# Debbie Meyer Green Bags



## shel (Dec 20, 2006)

I saws these Green Bags Foodsaver Bags advertised on the TV yesterday. Has anyone tried them? Do they work as advertised?

shel


----------



## kyheirloomer (Feb 1, 2007)

I saw those ads, Shel. My immediate reaction: Who the H is Debbie Meyer. They're presenting her as if she were some world-famous culinary star. If so, I must have been living under a rock, cuz I've never heard of her. 

The theory of those bags is ok. Fruit (and, to a lesser degree, vegetable) ripening is hastened by ethylene gas---which is a byproduct of the fruits themselves. Applies are one of the major producers---which is why your tomatoes will turn color faster if they are confined with an apple.

In theory, if you put the fruit in a plastic bag that's been perforated with lots of holes you'll accomplish the same thing. The open question is: Where does the ethylene go? If the bag is in the fridge, the gas remains present, and concievably passes back and forth.

I'm sure Luc can provide a more insightful answer.

More to the point, I can't think of the last fruit or vegetable I bought or grew that sat around for more than a few days. So my reaction to the bags was that they're an expensive solution to a problem I don't really have.


----------



## lentil (Sep 8, 2003)

I put slightly unripe fruit in brown paper bags. They're free!


----------



## shel (Dec 20, 2006)

_Your goal_: According to the Green Bags thread, what does lentil put slightly unripe fruit in? The listing after the Green Bags thread isn't needed here.

_Data_:
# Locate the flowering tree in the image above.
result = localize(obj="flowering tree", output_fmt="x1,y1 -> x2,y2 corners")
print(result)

_Output for this exercise_: Brown paper bags.